Lay out the listing below as a Markdown table with the columns Row and Listing line, numbering each row and skipping blank lines. Begin at the line that has "find eyebrow, then", continue through the last line of the listing, and leave the pictures out.

__Extracted records__
>> Start
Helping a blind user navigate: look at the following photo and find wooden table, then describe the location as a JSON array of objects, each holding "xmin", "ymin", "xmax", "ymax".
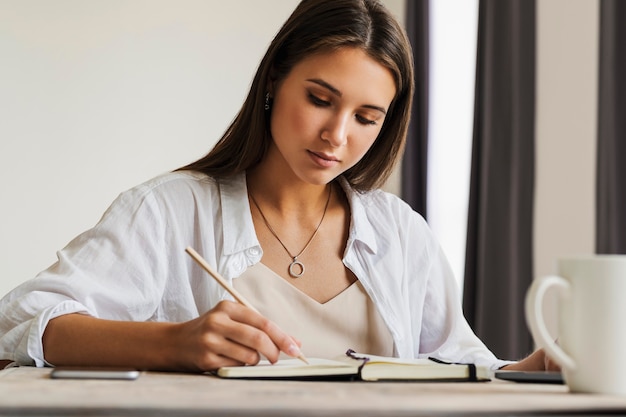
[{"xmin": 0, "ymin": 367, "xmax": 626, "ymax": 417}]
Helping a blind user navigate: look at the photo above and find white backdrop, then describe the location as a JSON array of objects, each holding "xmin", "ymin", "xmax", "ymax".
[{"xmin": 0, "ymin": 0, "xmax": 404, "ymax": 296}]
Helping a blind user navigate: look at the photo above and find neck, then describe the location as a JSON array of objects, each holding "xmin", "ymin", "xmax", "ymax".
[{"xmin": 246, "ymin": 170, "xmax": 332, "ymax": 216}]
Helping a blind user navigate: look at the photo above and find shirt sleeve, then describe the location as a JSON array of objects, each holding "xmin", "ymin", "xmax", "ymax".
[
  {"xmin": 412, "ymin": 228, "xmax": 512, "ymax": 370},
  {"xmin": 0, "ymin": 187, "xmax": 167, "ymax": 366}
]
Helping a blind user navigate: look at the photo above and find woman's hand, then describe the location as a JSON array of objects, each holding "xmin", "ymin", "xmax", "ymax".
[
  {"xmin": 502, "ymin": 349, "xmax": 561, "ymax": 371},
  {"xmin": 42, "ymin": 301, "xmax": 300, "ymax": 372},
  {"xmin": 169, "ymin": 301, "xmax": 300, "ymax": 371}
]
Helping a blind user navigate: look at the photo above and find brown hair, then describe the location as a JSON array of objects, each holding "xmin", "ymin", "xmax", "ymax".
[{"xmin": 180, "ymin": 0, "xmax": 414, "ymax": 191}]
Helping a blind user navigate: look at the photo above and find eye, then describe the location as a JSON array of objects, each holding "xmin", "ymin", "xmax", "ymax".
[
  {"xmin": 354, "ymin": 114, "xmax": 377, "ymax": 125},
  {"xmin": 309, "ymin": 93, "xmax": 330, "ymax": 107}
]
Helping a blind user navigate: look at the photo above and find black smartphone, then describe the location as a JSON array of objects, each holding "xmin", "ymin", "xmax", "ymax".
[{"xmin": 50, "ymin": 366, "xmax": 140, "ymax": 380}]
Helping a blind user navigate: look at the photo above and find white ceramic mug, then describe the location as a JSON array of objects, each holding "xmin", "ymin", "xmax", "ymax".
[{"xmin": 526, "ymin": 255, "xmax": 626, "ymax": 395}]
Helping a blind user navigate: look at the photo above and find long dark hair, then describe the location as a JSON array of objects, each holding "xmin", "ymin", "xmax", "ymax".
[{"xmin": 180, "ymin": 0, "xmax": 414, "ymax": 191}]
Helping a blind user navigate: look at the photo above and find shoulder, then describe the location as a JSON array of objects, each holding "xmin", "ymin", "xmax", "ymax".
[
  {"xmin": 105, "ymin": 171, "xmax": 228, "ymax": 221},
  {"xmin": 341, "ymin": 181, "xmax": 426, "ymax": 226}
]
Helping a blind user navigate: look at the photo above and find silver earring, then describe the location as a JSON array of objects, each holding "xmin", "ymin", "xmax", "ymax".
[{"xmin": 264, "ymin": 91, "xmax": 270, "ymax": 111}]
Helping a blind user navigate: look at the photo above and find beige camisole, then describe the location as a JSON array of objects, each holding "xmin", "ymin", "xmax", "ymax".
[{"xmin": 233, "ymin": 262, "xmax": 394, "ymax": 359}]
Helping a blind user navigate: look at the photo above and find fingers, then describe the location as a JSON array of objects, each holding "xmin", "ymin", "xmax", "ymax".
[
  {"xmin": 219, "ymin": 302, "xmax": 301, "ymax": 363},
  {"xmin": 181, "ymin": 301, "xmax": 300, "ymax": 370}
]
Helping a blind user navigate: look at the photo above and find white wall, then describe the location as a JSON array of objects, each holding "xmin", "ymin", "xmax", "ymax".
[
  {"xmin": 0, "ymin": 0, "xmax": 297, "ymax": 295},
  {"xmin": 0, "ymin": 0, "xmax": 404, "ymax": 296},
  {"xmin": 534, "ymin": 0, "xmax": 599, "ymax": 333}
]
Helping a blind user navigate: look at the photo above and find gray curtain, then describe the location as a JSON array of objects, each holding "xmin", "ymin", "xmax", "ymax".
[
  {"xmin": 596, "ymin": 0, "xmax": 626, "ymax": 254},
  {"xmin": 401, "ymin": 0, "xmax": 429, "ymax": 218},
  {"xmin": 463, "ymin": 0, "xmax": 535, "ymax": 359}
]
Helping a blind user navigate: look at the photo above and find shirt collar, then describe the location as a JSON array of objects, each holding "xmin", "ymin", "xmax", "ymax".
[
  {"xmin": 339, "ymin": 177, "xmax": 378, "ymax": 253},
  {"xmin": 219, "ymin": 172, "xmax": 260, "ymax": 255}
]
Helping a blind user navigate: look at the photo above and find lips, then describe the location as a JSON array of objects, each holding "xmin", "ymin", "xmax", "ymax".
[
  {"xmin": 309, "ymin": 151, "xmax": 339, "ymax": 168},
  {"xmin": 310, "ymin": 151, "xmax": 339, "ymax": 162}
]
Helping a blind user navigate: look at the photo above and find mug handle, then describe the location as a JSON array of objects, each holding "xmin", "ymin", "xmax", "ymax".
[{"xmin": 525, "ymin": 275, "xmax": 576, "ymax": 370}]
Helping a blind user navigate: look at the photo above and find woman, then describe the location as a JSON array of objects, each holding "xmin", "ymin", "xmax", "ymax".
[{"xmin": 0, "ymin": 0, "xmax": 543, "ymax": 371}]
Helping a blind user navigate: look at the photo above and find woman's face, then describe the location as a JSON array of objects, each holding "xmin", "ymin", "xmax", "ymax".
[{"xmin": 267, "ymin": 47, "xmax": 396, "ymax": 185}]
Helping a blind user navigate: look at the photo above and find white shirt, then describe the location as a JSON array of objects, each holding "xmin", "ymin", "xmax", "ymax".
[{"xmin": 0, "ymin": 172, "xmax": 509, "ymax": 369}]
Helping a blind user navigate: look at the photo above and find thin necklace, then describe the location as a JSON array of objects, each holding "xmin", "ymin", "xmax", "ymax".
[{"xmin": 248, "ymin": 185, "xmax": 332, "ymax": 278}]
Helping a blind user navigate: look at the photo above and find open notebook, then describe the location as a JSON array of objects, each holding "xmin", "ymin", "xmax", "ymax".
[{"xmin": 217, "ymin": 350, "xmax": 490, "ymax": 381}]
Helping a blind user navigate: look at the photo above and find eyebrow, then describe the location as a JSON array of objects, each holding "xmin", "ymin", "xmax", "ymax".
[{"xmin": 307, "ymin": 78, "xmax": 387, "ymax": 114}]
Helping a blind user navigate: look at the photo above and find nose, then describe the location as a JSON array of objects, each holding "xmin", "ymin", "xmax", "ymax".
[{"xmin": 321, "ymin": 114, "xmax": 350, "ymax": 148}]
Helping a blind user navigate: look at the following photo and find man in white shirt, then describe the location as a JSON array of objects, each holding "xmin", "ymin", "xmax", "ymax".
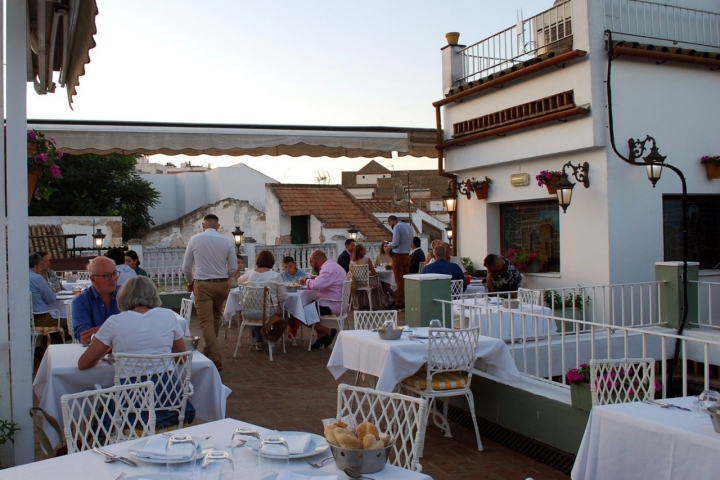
>> End
__Output of the exercise__
| Row | Listing line |
|---|---|
| 1 | Helping a blind user navigate: look at the photo above and find eyebrow, then describe the location as a JSON array of objects, each holding "xmin", "ymin", "xmax", "ymax". |
| 2 | [{"xmin": 307, "ymin": 78, "xmax": 387, "ymax": 114}] |
| 3 | Helping a blind user navigate: look at the photo above and find nose, then describe the location as a JSON array of objects, each holding "xmin", "ymin", "xmax", "ymax". |
| 4 | [{"xmin": 321, "ymin": 114, "xmax": 350, "ymax": 148}] |
| 5 | Helping a blind user navigate: look at the following photo and find man in white shirt, then describe the location as a JSON array of objects, each holding "xmin", "ymin", "xmax", "ymax". |